*** Opening Recorded information ***

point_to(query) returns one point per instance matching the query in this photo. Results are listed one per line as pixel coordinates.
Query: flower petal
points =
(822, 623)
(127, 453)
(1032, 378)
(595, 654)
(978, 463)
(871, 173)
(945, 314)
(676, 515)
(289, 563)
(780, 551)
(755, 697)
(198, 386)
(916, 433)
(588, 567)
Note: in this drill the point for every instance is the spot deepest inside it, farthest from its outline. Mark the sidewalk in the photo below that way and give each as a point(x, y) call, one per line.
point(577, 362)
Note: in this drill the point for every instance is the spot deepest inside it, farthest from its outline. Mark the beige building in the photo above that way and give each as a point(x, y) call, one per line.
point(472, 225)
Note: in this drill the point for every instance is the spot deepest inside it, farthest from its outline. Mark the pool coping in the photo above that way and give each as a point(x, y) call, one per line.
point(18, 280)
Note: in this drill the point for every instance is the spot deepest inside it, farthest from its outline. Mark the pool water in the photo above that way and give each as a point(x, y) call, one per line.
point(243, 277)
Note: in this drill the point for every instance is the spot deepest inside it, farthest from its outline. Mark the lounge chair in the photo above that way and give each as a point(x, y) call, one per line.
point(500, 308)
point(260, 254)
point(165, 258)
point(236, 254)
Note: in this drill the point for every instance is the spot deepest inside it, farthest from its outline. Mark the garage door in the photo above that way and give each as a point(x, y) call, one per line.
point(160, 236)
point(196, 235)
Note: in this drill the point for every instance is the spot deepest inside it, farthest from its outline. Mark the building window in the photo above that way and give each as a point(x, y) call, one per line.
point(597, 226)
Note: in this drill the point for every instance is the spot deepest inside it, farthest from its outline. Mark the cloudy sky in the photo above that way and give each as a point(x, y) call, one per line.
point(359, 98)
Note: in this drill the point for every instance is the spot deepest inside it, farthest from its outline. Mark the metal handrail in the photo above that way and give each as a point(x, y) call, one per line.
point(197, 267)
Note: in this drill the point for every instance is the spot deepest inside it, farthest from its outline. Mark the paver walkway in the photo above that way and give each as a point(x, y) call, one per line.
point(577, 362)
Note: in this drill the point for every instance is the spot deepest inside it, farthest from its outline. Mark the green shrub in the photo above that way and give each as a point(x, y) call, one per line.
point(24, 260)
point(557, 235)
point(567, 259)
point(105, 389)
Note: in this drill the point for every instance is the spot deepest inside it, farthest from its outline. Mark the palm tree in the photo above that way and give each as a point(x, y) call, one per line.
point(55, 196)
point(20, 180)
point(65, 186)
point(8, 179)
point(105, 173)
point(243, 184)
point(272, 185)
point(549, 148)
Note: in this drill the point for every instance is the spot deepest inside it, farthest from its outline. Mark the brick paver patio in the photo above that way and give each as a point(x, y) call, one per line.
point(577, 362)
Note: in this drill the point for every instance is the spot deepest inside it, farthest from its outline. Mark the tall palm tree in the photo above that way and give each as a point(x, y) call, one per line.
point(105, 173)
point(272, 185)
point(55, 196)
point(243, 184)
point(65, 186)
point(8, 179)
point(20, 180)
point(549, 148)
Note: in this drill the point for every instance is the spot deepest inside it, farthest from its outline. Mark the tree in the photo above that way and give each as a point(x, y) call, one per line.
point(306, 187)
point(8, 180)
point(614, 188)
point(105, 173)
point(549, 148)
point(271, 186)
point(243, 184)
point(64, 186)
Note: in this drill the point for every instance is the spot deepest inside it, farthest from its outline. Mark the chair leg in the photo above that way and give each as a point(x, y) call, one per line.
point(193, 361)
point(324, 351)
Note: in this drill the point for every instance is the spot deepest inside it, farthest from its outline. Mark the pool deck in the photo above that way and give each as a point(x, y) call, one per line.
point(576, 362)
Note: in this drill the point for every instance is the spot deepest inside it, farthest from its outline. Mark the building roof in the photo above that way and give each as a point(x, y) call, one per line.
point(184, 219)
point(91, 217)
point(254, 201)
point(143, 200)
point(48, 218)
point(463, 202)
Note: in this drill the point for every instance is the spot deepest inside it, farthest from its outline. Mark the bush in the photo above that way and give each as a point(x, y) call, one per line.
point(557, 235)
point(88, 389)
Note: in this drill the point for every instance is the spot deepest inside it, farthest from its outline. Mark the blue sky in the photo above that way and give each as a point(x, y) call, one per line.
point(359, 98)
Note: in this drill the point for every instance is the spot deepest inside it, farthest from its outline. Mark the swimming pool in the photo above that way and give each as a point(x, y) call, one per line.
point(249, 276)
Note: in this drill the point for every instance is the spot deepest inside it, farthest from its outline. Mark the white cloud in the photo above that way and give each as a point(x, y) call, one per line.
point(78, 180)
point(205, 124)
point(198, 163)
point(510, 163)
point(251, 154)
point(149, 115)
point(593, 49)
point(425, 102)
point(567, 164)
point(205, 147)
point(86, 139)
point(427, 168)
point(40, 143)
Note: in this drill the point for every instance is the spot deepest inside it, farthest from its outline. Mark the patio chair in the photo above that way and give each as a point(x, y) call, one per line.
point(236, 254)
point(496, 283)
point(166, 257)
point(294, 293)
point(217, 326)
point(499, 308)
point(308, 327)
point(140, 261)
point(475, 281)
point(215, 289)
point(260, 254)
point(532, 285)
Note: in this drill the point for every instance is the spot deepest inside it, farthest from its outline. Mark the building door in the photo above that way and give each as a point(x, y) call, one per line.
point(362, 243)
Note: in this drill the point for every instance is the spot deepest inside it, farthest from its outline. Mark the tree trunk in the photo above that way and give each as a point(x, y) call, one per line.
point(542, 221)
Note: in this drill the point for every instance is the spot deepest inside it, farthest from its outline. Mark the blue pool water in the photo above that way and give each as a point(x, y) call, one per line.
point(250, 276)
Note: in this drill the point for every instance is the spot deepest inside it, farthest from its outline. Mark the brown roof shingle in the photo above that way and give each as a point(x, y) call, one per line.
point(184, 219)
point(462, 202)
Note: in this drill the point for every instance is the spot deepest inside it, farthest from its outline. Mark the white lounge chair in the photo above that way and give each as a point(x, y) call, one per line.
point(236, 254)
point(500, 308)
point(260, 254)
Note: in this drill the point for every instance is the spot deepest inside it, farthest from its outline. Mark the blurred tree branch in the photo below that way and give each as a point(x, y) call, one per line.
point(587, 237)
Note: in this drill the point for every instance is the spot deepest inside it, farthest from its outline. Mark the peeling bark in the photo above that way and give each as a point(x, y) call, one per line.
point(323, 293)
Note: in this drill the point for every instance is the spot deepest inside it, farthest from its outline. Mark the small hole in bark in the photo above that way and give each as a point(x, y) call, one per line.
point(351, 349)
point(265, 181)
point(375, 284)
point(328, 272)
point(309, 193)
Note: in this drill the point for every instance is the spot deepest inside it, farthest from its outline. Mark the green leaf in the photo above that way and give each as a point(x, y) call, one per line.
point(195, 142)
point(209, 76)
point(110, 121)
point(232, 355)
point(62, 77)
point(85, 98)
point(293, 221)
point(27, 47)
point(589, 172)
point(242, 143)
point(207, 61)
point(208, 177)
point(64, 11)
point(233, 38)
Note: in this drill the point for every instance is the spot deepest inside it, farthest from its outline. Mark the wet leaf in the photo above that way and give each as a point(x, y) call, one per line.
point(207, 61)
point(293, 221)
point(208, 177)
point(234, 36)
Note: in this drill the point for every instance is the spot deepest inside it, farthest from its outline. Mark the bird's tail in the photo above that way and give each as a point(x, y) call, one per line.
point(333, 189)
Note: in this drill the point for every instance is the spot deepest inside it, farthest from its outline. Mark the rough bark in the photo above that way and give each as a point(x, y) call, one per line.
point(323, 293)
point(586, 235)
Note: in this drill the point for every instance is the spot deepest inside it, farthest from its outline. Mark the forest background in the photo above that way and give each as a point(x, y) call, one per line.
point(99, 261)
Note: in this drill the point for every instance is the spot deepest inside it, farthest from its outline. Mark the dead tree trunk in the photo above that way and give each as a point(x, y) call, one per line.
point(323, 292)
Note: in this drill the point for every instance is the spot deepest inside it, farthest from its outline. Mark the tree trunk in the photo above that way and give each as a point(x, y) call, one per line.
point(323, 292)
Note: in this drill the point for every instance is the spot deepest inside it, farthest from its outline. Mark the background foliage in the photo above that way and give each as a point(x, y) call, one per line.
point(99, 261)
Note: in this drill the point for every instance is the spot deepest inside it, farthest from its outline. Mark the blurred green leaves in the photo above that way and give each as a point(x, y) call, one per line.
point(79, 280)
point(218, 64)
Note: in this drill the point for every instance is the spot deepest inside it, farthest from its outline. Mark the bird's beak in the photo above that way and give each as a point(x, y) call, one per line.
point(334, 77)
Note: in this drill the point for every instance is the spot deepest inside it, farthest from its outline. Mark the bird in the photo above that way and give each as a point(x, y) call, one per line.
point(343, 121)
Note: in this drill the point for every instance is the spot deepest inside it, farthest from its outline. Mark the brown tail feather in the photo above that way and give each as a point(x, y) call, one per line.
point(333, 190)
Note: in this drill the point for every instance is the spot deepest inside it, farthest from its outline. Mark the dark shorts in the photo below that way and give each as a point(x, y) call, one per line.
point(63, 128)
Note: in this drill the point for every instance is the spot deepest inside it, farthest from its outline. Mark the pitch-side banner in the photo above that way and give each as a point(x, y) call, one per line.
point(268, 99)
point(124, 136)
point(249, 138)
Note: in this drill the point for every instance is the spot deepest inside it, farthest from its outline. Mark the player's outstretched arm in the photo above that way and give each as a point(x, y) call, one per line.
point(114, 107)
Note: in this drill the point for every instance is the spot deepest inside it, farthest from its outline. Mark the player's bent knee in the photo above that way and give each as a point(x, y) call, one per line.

*** Closing Recorded information ***

→ Instructions to follow:
Everything from the line containing "the bird in" through the last line above should be copied exactly, please, with nothing added.

→ Response to the exercise:
Note: in this drill the point for every instance is the spot deepest inside it, farthest from its outline. Mark the bird in the photo above that way and give each as a point(x, y) call, one per line.
point(343, 121)
Note: in this drill the point for every instance is the spot deepest inside it, farthest from its outline. Mark the brown tail feather in the photo above that way and give each as a point(x, y) call, one per line.
point(333, 190)
Note: in this drill the point for every instance is the spot deepest inside it, farthest from its outline. Mark the dark shorts in the photo below that way and give each as a point(x, y) call, one per line.
point(63, 128)
Note: in this drill the point for every instance is the spot deepest inside it, farthest from its outline. Mark the pitch-side banner in the photo above that way and give each as a point(x, y) call, one per line.
point(268, 99)
point(124, 136)
point(249, 138)
Note: in this drill the point for every instance is the spot deepest inside it, farthest from its outline. Mark the player's outstretched arm in the photo above that way and give each as a point(x, y) call, one per line.
point(114, 107)
Note: in this drill the point for every instance is the spot deepest inside it, farthest from its outline. Mark the player's bent knee in the photo above that way and give each as a point(x, y) call, one per line.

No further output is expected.